Top of Input data

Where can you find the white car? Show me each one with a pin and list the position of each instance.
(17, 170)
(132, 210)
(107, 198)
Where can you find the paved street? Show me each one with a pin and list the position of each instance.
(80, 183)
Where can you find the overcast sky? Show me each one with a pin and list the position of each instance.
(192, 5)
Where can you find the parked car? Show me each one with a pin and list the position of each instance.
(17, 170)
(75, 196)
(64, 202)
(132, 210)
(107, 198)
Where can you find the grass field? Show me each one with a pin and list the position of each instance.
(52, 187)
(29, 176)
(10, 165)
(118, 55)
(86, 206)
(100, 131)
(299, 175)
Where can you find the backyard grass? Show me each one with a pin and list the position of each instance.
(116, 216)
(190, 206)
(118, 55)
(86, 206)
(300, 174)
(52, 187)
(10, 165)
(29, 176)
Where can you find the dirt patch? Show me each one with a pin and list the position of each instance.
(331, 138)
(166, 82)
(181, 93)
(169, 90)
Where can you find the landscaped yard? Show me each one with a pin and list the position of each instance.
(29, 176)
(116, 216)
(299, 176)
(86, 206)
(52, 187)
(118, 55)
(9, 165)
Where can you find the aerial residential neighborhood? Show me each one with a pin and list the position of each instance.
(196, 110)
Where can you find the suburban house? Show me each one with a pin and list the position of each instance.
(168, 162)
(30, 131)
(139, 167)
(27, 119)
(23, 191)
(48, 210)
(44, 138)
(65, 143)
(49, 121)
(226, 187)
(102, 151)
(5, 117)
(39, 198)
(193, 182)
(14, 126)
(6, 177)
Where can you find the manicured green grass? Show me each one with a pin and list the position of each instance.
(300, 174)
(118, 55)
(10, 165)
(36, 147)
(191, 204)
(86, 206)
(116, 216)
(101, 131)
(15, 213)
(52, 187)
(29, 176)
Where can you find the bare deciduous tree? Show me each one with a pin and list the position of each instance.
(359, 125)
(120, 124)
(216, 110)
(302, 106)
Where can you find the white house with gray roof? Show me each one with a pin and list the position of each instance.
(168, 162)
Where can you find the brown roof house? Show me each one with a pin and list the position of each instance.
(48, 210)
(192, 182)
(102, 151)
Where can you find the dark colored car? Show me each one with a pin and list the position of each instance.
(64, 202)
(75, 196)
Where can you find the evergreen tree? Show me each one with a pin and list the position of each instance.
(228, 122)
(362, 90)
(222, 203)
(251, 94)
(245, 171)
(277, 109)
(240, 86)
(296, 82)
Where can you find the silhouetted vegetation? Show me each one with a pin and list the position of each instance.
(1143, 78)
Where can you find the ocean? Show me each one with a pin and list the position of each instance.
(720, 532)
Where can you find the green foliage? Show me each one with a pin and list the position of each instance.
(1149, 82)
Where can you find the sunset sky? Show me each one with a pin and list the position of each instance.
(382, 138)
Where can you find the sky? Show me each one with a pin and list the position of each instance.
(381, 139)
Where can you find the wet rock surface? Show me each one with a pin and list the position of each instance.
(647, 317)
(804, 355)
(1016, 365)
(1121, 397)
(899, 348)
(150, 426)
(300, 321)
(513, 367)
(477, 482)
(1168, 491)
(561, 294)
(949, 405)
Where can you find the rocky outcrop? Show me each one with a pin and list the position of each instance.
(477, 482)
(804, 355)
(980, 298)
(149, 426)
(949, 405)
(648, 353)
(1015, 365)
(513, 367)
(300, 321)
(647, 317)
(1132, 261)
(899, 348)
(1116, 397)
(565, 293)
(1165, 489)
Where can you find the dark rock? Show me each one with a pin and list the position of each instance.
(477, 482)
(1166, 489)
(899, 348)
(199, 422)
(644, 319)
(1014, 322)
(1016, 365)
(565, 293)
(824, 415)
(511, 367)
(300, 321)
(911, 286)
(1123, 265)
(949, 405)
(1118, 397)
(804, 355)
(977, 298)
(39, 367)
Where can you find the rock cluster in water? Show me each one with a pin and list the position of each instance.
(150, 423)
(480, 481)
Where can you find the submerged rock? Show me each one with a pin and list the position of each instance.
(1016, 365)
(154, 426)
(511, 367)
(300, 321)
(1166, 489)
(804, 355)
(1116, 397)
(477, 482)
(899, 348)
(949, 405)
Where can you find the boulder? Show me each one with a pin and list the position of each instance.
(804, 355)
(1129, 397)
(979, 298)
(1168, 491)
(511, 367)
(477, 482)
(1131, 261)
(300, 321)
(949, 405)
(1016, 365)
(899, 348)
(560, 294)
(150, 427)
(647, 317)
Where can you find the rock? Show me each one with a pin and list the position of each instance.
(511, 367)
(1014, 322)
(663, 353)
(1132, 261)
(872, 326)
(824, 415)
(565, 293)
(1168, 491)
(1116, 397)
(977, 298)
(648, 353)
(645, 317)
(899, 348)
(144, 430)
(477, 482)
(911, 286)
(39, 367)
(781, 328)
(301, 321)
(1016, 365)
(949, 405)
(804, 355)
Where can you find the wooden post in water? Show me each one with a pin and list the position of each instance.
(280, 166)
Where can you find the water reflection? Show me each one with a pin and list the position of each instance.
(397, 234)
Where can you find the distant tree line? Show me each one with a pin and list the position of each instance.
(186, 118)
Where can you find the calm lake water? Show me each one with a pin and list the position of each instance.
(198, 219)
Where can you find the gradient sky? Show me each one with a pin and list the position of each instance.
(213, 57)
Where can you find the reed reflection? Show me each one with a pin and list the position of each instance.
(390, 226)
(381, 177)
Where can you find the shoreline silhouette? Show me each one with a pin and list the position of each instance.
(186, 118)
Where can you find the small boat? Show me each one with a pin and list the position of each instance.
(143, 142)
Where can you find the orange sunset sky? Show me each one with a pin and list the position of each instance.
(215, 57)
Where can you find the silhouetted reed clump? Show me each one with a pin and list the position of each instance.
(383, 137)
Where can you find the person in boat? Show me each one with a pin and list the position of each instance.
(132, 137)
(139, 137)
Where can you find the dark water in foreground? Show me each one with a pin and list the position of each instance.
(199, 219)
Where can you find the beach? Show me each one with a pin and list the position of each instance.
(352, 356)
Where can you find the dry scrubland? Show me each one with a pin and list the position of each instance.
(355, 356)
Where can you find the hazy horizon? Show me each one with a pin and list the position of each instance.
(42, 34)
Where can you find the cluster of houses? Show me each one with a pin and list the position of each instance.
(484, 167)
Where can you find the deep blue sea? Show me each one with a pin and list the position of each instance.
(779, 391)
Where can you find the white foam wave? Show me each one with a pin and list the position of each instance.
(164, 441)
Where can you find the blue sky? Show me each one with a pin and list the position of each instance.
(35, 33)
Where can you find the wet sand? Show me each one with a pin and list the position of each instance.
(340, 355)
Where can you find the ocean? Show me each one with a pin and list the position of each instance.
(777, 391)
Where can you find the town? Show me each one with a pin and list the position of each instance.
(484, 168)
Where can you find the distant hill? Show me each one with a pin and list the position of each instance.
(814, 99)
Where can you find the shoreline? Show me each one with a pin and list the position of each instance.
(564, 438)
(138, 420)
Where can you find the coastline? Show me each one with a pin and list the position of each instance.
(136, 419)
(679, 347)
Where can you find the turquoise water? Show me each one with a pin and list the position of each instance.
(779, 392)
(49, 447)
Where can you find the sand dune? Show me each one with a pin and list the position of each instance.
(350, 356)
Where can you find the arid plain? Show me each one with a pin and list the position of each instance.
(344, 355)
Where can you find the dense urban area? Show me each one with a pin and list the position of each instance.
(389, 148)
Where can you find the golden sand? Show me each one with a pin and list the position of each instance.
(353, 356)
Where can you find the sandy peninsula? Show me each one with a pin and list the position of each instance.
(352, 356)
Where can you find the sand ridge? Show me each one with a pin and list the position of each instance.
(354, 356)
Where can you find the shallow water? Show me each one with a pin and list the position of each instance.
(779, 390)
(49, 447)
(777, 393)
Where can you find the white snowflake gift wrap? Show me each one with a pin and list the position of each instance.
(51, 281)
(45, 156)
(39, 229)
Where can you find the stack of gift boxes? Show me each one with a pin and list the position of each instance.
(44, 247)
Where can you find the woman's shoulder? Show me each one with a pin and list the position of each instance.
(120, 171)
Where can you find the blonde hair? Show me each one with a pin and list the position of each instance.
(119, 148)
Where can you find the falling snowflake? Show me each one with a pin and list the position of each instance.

Bottom of Input data

### What is expected
All lines from the one containing "Where can you find the dense" through the end of the material should be restated exactly, with both end lines kept.

### Worked solution
Where can you find the dense urban area? Show me each one with a pin and list the position of each instance.
(389, 148)
Where can you find the golden sand? Show me each one with a pin and list the position of each instance.
(353, 356)
Where can you find the sandy peninsula? Show me each one with a pin and list the position of each instance.
(352, 356)
Where can you find the sand ridge? Show me each one with a pin and list the position of each instance.
(354, 356)
Where can you find the shallow water? Show me each one with a pin and list the position of each instance.
(779, 390)
(49, 447)
(777, 393)
Where can you find the white snowflake gift wrap? Show me each one with a pin and list the position of each instance.
(51, 281)
(45, 156)
(39, 229)
Where can you find the stack of gift boxes? Show me each one with a pin and list the position of each instance.
(44, 247)
Where can you find the woman's shoulder? Show me each one with a pin and list the position of each instance.
(120, 171)
Where can you find the blonde hair? Show me each one with a pin and list the position of each instance.
(119, 148)
Where can you find the falling snowflake? Show me each one with a pin and list the position of each instance.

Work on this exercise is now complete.